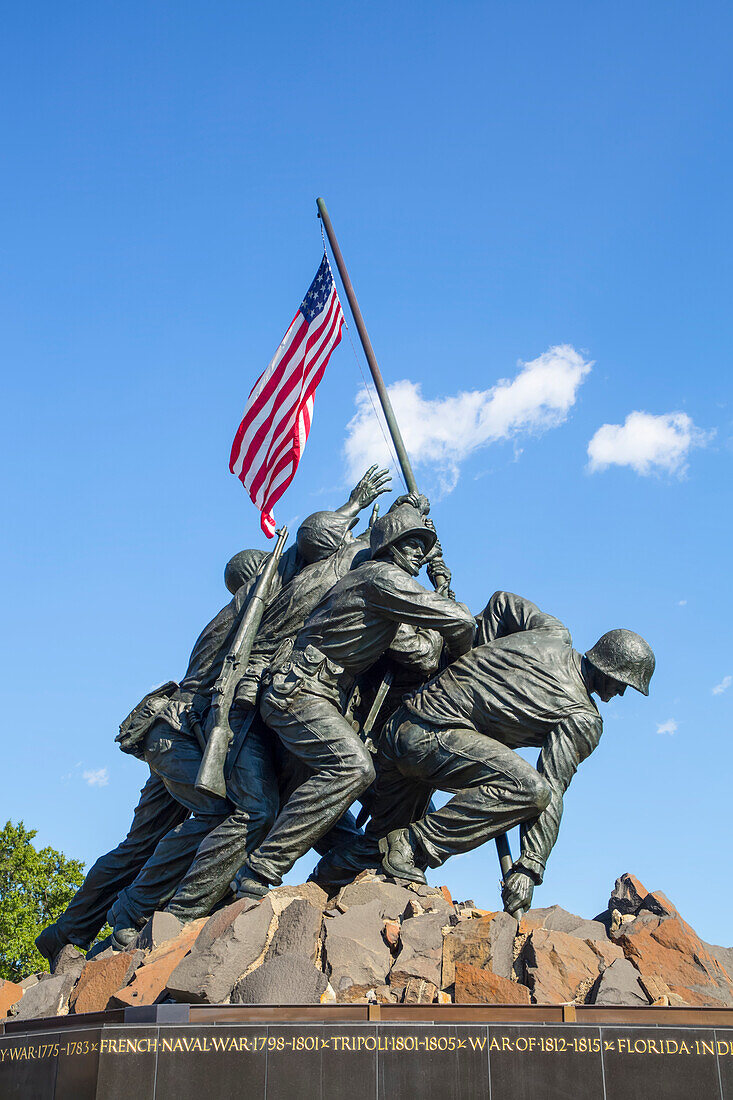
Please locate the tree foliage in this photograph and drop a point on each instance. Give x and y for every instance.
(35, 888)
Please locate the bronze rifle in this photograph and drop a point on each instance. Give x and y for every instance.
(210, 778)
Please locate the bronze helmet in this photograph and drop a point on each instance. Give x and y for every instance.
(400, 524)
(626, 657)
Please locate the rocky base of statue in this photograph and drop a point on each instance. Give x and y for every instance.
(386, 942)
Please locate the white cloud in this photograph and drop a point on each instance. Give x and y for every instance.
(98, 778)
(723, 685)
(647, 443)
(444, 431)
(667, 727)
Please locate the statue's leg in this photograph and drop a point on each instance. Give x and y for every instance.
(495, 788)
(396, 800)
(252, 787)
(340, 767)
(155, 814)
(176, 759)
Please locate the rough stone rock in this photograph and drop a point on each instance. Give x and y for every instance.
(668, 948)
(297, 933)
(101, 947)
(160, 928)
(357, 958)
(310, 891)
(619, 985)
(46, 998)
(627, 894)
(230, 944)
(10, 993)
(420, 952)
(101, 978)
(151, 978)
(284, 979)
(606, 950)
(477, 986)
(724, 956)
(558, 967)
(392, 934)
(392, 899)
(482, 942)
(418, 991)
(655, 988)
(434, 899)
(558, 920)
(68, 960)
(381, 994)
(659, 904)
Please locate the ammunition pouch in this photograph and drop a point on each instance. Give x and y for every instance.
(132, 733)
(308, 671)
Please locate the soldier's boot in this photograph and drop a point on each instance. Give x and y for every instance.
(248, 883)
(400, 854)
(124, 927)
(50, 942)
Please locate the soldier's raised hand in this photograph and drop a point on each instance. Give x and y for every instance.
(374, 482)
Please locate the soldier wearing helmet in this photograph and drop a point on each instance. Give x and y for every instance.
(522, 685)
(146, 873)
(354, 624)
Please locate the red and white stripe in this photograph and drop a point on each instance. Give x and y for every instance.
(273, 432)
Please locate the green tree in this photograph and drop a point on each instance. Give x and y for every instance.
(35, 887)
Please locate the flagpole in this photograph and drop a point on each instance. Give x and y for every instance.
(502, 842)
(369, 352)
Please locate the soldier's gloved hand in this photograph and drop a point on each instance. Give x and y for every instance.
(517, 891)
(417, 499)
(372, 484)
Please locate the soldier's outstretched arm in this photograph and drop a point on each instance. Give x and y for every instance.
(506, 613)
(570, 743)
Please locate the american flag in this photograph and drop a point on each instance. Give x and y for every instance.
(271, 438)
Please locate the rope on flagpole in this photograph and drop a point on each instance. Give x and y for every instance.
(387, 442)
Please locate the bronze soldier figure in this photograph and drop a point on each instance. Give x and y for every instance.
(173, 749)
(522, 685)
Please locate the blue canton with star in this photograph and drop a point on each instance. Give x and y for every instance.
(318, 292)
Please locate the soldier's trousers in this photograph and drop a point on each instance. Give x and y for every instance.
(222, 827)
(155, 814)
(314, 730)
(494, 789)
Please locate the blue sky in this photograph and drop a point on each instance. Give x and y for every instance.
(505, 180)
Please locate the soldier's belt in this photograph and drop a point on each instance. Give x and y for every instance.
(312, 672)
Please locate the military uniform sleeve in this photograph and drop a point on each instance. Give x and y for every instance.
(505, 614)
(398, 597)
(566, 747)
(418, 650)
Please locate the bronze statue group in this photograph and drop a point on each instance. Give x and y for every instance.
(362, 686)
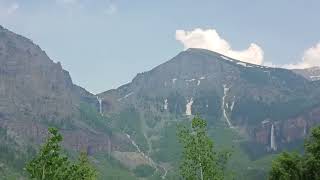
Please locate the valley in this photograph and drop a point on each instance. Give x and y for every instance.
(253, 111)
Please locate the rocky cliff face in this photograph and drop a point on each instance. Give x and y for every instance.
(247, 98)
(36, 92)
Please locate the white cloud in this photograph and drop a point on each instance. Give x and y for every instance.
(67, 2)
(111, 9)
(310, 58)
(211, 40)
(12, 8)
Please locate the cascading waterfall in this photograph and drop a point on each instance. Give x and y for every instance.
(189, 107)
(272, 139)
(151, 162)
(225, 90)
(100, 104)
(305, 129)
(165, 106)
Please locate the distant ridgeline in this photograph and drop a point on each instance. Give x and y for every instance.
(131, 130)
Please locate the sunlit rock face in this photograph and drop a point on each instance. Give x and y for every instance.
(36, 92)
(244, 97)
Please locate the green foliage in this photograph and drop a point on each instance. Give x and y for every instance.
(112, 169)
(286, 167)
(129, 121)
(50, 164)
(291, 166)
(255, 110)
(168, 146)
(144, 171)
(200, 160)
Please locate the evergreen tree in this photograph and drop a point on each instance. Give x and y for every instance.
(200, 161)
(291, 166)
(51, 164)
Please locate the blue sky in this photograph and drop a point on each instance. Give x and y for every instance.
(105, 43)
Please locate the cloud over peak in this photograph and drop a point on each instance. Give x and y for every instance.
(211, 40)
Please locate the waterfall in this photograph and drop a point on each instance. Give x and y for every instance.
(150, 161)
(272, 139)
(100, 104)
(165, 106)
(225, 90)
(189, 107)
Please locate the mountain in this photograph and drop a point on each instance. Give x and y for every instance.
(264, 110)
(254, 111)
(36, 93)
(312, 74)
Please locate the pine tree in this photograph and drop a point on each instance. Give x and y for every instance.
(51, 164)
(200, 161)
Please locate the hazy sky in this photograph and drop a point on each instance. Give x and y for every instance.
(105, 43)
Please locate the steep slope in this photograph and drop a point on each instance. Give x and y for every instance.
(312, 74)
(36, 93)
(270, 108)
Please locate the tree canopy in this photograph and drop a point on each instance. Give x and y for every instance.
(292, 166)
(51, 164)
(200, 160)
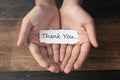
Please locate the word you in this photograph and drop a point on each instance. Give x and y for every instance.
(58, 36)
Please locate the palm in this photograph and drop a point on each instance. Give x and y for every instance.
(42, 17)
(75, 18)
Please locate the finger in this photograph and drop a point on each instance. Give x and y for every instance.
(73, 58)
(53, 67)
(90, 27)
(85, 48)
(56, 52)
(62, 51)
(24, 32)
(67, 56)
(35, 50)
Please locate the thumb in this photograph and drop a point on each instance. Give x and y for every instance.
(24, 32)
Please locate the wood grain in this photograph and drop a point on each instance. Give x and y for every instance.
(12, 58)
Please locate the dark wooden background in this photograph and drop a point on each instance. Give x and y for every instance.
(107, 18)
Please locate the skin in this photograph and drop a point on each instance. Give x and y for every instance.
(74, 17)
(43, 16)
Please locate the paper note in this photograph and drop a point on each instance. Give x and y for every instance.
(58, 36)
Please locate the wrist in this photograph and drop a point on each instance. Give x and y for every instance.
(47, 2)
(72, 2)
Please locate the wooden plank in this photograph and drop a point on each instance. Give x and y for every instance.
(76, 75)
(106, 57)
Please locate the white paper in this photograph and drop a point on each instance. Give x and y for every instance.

::::::

Direction | Reproduce the data word for word, excluding its pictures.

Right answer |
Please locate the tree foliage in this photograph and drop a point on each instance. Give x and y for every instance.
(35, 888)
Please locate the bronze rifle in this photograph and drop a point on each instance. Give x and y for every instance.
(210, 778)
Please locate the bronze helmet in this photograph and drop a point on each instance. Give x and y for every instance.
(400, 524)
(626, 657)
Please locate the rocky base of statue in this photograph and drop a point on each instance. Give x and y for every instance.
(386, 942)
Please locate the white cloud in this photograph and drop a point on each instance. Give x and y for every instance.
(98, 778)
(723, 685)
(647, 443)
(444, 431)
(667, 727)
Please locate the statue's leg in this photograph and drop a point on each instance. Give x and y for every instance.
(495, 788)
(396, 800)
(252, 787)
(340, 767)
(155, 814)
(176, 759)
Please locate the rough stone rock in this photograph and drop a point on each instance. Give x and y for every instance.
(668, 948)
(297, 933)
(101, 947)
(160, 928)
(357, 958)
(310, 891)
(619, 985)
(46, 998)
(627, 894)
(230, 944)
(10, 993)
(420, 952)
(101, 978)
(151, 978)
(284, 979)
(606, 950)
(477, 986)
(724, 956)
(558, 967)
(392, 934)
(392, 899)
(482, 942)
(418, 991)
(655, 988)
(434, 899)
(558, 920)
(68, 960)
(381, 994)
(659, 904)
Please locate the ammunition pouch in this photograph and drop a point on each instance. Give x and y for every instance.
(132, 733)
(308, 671)
Please locate the soldier's boot in this photograph and drop a point on each instance. Give x and y for every instance.
(248, 883)
(400, 854)
(124, 927)
(50, 942)
Please locate the soldier's raised hand in this photograph and drop a point on each instance. Give x and y for every instance.
(374, 482)
Please locate the soldier wearing helmet in this photograph and drop a point on each instance. Give x and y for every instance.
(522, 685)
(146, 873)
(354, 624)
Please locate the red and white stripe in this photograph and drop a point on each instance. Give x and y for every instance.
(273, 432)
Please locate the green tree in this photograph and drop a point on each instance. Give x and y for every instance.
(35, 887)
Please locate the flagpole in this photograph and drop a point on each instance. Give x and y for every instance.
(502, 842)
(369, 352)
Please locate the soldier's gloved hand in this photograph and drop a point on each instance. Give x and y for every instance.
(517, 891)
(417, 499)
(372, 484)
Please locate the soldier's outstretched arm in this photograph and drop a point on each instance. Give x and y for every instance.
(506, 613)
(570, 743)
Please locate the american flag in this photograph and drop a point on each instance. Give x and y for every instance.
(271, 438)
Please locate the rope on flagpole in this photograph and drop a point on each instance. Give x and y for every instance.
(387, 442)
Please locate the bronze soldier figure in this photograph and drop a point on each instance. Give x and y for every instance.
(173, 749)
(522, 685)
Please locate the blue canton with star in this photograph and drop a point on each instance. Give x and y for every instance.
(318, 292)
Please locate the soldier's trousers in this photograph and drop a point on each instance. Give x and y for every instance.
(222, 827)
(155, 814)
(314, 730)
(494, 789)
Please locate the blue sky in this photograph and drop a point on each instance. Give x and y for every instance.
(505, 180)
Please locate the soldier's belt in this photograph and drop a point on each instance. Give x and y for every instance.
(312, 672)
Please locate the military uniform sleeve in this photograph and drop a point on each instance. Give x and y for every instance.
(505, 614)
(398, 597)
(566, 747)
(418, 650)
Please locate the bronze statue group in this photograph and drop a point on each instance. Give x and y for every instance.
(362, 686)
Please locate the valley in this photograph and drop a point on each instance. Give x and y for every instance.
(253, 111)
Please locate the rocky cliff face in this photograph and drop a point on each instance. Give x and y for every instance.
(247, 98)
(36, 92)
Please locate the white cloud in this photograph and drop a point on each instance. Give x and y for every instance.
(67, 2)
(111, 9)
(310, 58)
(211, 40)
(12, 8)
Please locate the cascading waterfall in this photograph and drop a point on each instance. Give x and y for every instance.
(189, 107)
(272, 139)
(151, 162)
(225, 90)
(100, 104)
(305, 129)
(165, 106)
Please locate the distant ridgeline in this photograph and drop a point on each instance. Give x and y for every instance.
(131, 130)
Please locate the sunlit rock face in this photograph and drop a point on each instance. Give x and y for every instance.
(36, 92)
(244, 97)
Please locate the green foliage in this photograph and drop a point on each instance. Give x and y for every instance.
(112, 169)
(286, 167)
(129, 121)
(50, 164)
(291, 166)
(255, 110)
(168, 146)
(144, 171)
(200, 160)
Please locate the evergreen tree in this photograph and drop a point on each instance. Give x and y for every instance.
(200, 161)
(291, 166)
(51, 164)
Please locate the blue sky in this photograph and drop a point on each instance. Give x and y for every instance.
(105, 43)
Please locate the cloud over peak in this photograph and drop a point on each instance. Give x and y for every instance.
(211, 40)
Please locate the waterfall in this photograph and drop a point on each instance. Give x and y for every instance.
(150, 161)
(272, 139)
(100, 104)
(165, 106)
(225, 90)
(189, 107)
Please locate the mountain in this photograph and drop a point on each instance. Give x and y for every instance.
(264, 110)
(254, 111)
(36, 93)
(312, 74)
Please locate the pine tree in this photograph and drop a point on each instance. Give x and y for every instance.
(51, 164)
(200, 161)
Please locate the hazy sky in this photograph and drop a point on each instance. Give x and y for every instance.
(105, 43)
Please locate the steep slope in this photograph and drop a point on each instance. Give x and y for every instance.
(312, 74)
(36, 93)
(270, 108)
Please locate the tree canopy in this photograph and drop a point on each instance. Give x and y for every instance.
(292, 166)
(51, 164)
(200, 160)
Please locate the word you in this photograph and drop a point on each instance. Give x and y for every instance.
(58, 36)
Please locate the palm in this photograph and drop a point on each instance. Give x and y for every instance.
(42, 17)
(75, 18)
Please locate the finger in this photograph and drop a point on each instance. Give x and y for every instance.
(73, 58)
(53, 67)
(90, 27)
(85, 48)
(56, 52)
(62, 51)
(24, 32)
(67, 56)
(35, 50)
Please locate the thumb in this photograph and drop a point on each instance. Give x and y for every instance.
(24, 32)
Please locate the wood grain in this photograph and drop a point on each instance. Give x and y for every instance.
(12, 58)
Please locate the dark wooden background in this photograph and drop a point on each instance. Give x and y for every instance.
(107, 18)
Please locate the skin in this photograph and drop a point on each instance. Give x and y for every instance.
(74, 17)
(43, 16)
Please locate the paper note in this photograph and drop a point on each instance. Give x and y for every instance.
(58, 36)
Please locate the wrist in this photograph and drop a point on each instance. Give x and y for every instance.
(47, 2)
(72, 2)
Please locate the wooden plank in this photograph and drop a point on each instance. Give x and y for every instance.
(76, 75)
(106, 57)
Please locate the white paper in this photograph and drop a point on each instance. Give x and y for every instance.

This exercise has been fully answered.